++++ Source material ++++
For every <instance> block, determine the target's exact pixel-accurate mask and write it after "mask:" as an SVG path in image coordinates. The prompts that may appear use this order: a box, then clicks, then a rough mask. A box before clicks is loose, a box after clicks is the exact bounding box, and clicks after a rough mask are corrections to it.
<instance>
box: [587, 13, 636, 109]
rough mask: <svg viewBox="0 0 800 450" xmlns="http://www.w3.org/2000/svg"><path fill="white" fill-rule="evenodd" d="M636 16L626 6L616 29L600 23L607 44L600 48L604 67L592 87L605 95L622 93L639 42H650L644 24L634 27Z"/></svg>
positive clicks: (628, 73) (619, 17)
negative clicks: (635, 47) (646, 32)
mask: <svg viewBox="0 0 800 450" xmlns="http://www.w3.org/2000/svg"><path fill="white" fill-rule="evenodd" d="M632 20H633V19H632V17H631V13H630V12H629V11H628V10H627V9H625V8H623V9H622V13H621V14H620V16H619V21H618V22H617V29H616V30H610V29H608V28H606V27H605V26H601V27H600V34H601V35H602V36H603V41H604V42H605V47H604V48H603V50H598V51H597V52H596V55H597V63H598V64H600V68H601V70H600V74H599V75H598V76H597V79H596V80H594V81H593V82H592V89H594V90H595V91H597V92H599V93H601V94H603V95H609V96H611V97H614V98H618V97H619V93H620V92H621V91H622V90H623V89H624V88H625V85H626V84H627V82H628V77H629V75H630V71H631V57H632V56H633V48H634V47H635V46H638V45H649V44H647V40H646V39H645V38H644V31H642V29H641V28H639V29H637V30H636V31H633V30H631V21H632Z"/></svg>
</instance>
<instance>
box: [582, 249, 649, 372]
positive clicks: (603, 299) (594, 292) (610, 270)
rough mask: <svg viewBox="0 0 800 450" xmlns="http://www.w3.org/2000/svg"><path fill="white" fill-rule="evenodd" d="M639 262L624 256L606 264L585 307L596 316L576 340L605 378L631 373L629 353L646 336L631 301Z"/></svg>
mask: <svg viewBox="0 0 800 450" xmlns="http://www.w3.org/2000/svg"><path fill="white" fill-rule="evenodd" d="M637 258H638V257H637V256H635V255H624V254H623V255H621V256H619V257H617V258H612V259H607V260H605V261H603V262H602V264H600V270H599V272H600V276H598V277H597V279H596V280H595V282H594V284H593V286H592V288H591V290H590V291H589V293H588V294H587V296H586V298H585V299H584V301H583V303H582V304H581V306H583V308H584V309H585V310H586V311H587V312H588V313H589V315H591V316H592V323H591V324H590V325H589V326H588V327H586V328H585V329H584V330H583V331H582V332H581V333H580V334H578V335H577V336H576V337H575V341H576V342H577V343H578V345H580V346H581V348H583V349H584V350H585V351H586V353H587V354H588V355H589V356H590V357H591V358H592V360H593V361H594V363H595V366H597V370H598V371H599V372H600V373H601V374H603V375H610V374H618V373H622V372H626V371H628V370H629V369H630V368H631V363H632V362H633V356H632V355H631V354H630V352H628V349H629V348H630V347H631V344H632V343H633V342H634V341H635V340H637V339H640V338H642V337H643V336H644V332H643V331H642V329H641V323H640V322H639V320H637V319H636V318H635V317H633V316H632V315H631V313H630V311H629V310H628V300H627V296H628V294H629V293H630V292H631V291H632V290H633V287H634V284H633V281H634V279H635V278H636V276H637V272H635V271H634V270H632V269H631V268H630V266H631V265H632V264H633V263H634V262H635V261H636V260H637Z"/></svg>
++++
Retype the lines of the material from the one containing "</instance>" through the last line, exactly, and give no other lines.

◆ Solution to the exercise
</instance>
<instance>
box: [582, 249, 649, 372]
positive clicks: (603, 299) (594, 292) (610, 270)
rough mask: <svg viewBox="0 0 800 450" xmlns="http://www.w3.org/2000/svg"><path fill="white" fill-rule="evenodd" d="M639 262L624 256L606 264L585 307L596 316L576 340L605 378L631 373L629 353L646 336L631 301Z"/></svg>
mask: <svg viewBox="0 0 800 450" xmlns="http://www.w3.org/2000/svg"><path fill="white" fill-rule="evenodd" d="M637 258H638V257H637V256H635V255H624V254H623V255H621V256H619V257H617V258H612V259H607V260H605V261H603V262H602V264H600V270H599V272H600V276H598V277H597V279H596V280H595V282H594V284H593V286H592V288H591V290H590V291H589V293H588V294H587V296H586V298H585V299H584V301H583V303H582V304H581V306H583V308H584V309H585V310H586V311H587V312H588V313H589V315H591V316H592V323H591V324H590V325H589V326H588V327H586V328H585V329H584V330H583V331H582V332H581V333H580V334H578V335H577V336H576V337H575V341H576V342H577V343H578V345H580V346H581V348H583V349H584V350H585V351H586V353H587V354H588V355H589V356H590V357H591V358H592V360H593V361H594V363H595V366H597V370H598V371H599V372H600V373H601V374H603V375H610V374H618V373H622V372H626V371H628V370H629V369H630V368H631V363H632V362H633V356H632V355H631V354H630V352H628V349H629V348H630V347H631V344H632V343H633V342H634V341H635V340H637V339H640V338H642V337H643V336H644V332H643V331H642V329H641V323H640V322H639V320H637V319H636V318H635V317H633V316H632V315H631V313H630V311H629V310H628V300H627V296H628V294H629V293H630V292H631V291H632V290H633V287H634V284H633V281H634V279H635V278H636V276H637V272H635V271H634V270H632V269H631V268H630V266H631V265H632V264H633V263H634V262H635V261H636V260H637Z"/></svg>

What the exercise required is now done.